Problem statement — Copy the data that follows, exactly and completely.

━━━ Material for the task

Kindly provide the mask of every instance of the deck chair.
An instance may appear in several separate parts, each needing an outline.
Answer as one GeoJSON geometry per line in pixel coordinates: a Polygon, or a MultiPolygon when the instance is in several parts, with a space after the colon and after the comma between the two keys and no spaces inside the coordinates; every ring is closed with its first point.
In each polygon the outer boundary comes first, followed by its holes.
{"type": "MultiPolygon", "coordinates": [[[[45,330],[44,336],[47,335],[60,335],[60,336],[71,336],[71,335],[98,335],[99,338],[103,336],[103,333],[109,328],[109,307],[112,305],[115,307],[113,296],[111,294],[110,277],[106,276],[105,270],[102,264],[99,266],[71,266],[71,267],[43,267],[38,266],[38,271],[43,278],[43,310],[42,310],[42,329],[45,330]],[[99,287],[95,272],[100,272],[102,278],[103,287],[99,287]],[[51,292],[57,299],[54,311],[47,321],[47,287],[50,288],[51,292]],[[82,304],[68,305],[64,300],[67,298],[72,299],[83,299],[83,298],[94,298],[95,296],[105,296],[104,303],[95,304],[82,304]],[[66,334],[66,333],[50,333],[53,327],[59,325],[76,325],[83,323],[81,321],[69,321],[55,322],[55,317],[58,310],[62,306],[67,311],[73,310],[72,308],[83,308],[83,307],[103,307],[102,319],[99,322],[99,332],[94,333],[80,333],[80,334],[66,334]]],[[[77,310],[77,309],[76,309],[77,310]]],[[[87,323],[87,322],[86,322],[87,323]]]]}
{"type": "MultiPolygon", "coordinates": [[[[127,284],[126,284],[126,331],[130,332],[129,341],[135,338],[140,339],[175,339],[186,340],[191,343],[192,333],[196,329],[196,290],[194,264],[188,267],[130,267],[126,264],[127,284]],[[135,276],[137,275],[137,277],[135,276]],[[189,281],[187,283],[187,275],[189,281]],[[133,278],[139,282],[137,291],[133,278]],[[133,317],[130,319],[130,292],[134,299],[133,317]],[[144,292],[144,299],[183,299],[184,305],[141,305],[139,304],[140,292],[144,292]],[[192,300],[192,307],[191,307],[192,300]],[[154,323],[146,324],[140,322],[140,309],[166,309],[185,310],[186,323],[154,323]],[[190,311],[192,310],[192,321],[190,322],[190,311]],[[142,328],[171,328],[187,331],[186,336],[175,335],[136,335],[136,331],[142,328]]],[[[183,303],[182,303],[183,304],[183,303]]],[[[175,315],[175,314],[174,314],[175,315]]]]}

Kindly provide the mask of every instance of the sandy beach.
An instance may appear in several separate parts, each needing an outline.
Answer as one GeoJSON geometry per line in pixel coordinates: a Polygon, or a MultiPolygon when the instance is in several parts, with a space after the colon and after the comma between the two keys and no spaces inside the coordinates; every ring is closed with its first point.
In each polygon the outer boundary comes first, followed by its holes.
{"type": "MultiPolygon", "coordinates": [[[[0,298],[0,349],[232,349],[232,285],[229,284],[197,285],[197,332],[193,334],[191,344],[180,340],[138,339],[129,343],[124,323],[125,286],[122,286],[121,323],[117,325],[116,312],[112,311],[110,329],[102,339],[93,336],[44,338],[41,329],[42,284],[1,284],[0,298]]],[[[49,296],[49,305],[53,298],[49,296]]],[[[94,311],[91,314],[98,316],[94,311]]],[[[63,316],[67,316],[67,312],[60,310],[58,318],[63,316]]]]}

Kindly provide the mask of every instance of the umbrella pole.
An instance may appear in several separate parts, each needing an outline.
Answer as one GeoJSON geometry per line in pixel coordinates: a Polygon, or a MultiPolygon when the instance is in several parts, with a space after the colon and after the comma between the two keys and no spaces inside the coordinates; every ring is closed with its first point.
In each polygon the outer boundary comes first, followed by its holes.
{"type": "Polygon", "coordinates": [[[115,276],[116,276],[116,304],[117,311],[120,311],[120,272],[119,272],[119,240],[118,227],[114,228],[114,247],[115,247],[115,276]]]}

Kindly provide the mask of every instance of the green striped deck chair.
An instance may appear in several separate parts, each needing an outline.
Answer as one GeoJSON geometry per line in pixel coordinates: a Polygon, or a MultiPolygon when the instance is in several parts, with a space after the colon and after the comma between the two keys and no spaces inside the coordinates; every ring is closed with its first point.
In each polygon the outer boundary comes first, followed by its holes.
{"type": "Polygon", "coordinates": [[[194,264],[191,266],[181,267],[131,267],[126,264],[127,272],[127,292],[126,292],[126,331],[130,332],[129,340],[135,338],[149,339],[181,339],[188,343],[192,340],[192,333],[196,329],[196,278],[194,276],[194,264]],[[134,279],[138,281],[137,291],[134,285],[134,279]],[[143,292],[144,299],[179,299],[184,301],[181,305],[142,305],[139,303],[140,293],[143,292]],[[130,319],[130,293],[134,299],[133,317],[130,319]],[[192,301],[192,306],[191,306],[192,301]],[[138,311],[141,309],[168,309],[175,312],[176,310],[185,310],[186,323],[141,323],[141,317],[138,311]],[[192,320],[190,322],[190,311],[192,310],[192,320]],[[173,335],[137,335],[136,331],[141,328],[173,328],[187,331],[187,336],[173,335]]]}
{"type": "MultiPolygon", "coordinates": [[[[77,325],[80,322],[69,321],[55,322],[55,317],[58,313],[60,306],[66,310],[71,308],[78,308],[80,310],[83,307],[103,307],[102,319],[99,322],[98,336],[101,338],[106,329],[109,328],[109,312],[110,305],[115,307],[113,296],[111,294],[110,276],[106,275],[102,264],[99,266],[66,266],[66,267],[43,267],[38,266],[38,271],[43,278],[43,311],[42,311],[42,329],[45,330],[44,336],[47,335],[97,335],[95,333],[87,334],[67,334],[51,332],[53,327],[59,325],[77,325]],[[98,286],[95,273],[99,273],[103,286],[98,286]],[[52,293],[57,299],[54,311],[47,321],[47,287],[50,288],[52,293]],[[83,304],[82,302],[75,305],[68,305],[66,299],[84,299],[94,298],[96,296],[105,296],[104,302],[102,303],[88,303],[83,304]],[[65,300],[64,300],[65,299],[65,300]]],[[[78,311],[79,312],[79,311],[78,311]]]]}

━━━━━━

Task response —
Kindly provide the mask of every instance of the deck chair.
An instance may appear in several separate parts, each needing an outline.
Answer as one GeoJSON geometry per line in pixel coordinates: a Polygon, or a MultiPolygon when the instance is in several parts, with a space after the colon and after the comma between the two keys and no spaces inside the coordinates; every ring is closed with its first point.
In each polygon the outer boundary comes first, followed by its holes.
{"type": "MultiPolygon", "coordinates": [[[[45,330],[44,336],[47,335],[60,335],[60,336],[71,336],[71,335],[98,335],[99,338],[103,336],[103,333],[109,328],[109,307],[112,305],[115,307],[113,296],[111,294],[110,277],[106,276],[105,270],[102,264],[99,266],[71,266],[71,267],[43,267],[38,266],[38,271],[43,278],[43,310],[42,310],[42,329],[45,330]],[[99,287],[95,272],[100,272],[102,278],[103,287],[99,287]],[[51,292],[57,299],[54,311],[47,321],[47,287],[50,288],[51,292]],[[82,304],[68,305],[64,300],[67,298],[72,299],[83,299],[83,298],[94,298],[95,296],[105,296],[104,303],[95,304],[82,304]],[[66,334],[66,333],[50,333],[53,327],[59,325],[76,325],[83,323],[81,321],[69,321],[55,322],[55,317],[58,310],[62,306],[67,311],[73,310],[72,308],[83,308],[83,307],[103,307],[102,319],[99,322],[99,332],[94,333],[80,333],[80,334],[66,334]]],[[[77,310],[77,309],[76,309],[77,310]]],[[[87,323],[87,322],[86,322],[87,323]]]]}
{"type": "MultiPolygon", "coordinates": [[[[127,284],[126,284],[126,331],[130,332],[129,341],[135,338],[140,339],[175,339],[186,340],[191,343],[192,333],[196,329],[196,290],[194,264],[188,267],[130,267],[126,264],[127,284]],[[135,276],[137,275],[137,277],[135,276]],[[189,281],[187,283],[187,275],[189,281]],[[133,278],[139,282],[137,291],[133,278]],[[133,317],[130,319],[130,292],[134,299],[133,317]],[[144,292],[144,299],[183,299],[184,305],[141,305],[139,304],[140,292],[144,292]],[[192,300],[192,307],[191,307],[192,300]],[[154,323],[146,324],[140,322],[140,309],[166,309],[185,310],[186,323],[154,323]],[[190,311],[192,310],[192,321],[190,322],[190,311]],[[142,328],[171,328],[187,331],[186,336],[175,335],[136,335],[136,331],[142,328]]],[[[183,303],[182,303],[183,304],[183,303]]],[[[175,315],[175,314],[174,314],[175,315]]]]}

Kindly provide the mask of every instance of the sandy beach.
An instance may appear in several separate parts, each needing an outline.
Answer as one GeoJSON geometry per line in pixel coordinates: a Polygon, or a MultiPolygon when the instance is in several parts, with a space after the colon and after the comma between the two keys and no spaces inside the coordinates; every ring is closed with its first point.
In each polygon the outer boundary comes first, followed by its holes.
{"type": "MultiPolygon", "coordinates": [[[[0,298],[0,349],[232,349],[232,285],[229,284],[197,285],[197,332],[193,334],[191,344],[180,340],[138,339],[129,343],[124,323],[125,286],[122,286],[121,323],[117,325],[116,312],[112,311],[110,329],[102,339],[93,336],[44,338],[41,329],[42,284],[1,284],[0,298]]],[[[49,296],[49,305],[53,298],[49,296]]],[[[94,311],[91,314],[98,316],[94,311]]],[[[63,316],[67,316],[67,312],[60,310],[58,318],[63,316]]]]}

Kindly provide the mask of every instance of the umbrella pole.
An instance may appear in several separate parts, each needing an outline.
Answer as one GeoJSON geometry per line in pixel coordinates: a Polygon, or a MultiPolygon when the instance is in several parts, with a space after the colon and after the comma between the two keys and no spaces inside the coordinates; every ring is closed with its first point.
In each polygon the outer boundary comes first, followed by its holes.
{"type": "Polygon", "coordinates": [[[115,276],[116,276],[116,304],[117,311],[120,311],[120,272],[119,272],[119,240],[118,227],[114,228],[114,247],[115,247],[115,276]]]}

Kindly provide the mask of every instance of the green striped deck chair.
An instance may appear in several separate parts, each needing an outline.
Answer as one GeoJSON geometry per line in pixel coordinates: a Polygon, or a MultiPolygon when the instance is in several parts, with a space after the colon and after the comma between the two keys and no spaces inside the coordinates; every ring is closed with its first point.
In each polygon the outer boundary comes first, followed by its holes.
{"type": "Polygon", "coordinates": [[[194,264],[191,266],[181,267],[131,267],[126,264],[127,272],[127,292],[126,292],[126,331],[130,332],[129,340],[135,338],[149,339],[181,339],[188,343],[192,340],[192,333],[196,329],[196,278],[194,276],[194,264]],[[134,279],[138,281],[137,291],[134,285],[134,279]],[[143,292],[144,299],[179,299],[184,301],[181,305],[142,305],[139,303],[140,293],[143,292]],[[130,319],[130,293],[134,299],[133,317],[130,319]],[[192,301],[192,306],[191,306],[192,301]],[[138,311],[141,309],[168,309],[175,312],[176,310],[185,310],[186,323],[141,323],[141,317],[138,311]],[[192,320],[190,322],[190,311],[192,310],[192,320]],[[173,335],[137,335],[136,331],[141,328],[173,328],[187,331],[187,336],[173,335]]]}
{"type": "MultiPolygon", "coordinates": [[[[77,325],[80,322],[69,321],[55,322],[55,317],[58,313],[60,306],[66,310],[71,308],[78,308],[80,310],[83,307],[103,307],[102,319],[99,322],[98,336],[101,338],[106,329],[109,328],[109,312],[110,305],[115,307],[113,296],[111,294],[110,276],[106,275],[102,264],[99,266],[66,266],[66,267],[43,267],[38,266],[38,271],[43,278],[43,311],[42,311],[42,329],[45,330],[44,336],[47,335],[97,335],[95,333],[87,334],[67,334],[51,332],[53,327],[59,325],[77,325]],[[98,286],[95,273],[99,273],[103,286],[98,286]],[[52,293],[57,299],[54,311],[47,321],[47,287],[50,288],[52,293]],[[83,304],[82,302],[75,305],[68,305],[66,299],[84,299],[94,298],[96,296],[105,296],[104,302],[102,303],[88,303],[83,304]],[[65,300],[64,300],[65,299],[65,300]]],[[[78,311],[79,312],[79,311],[78,311]]]]}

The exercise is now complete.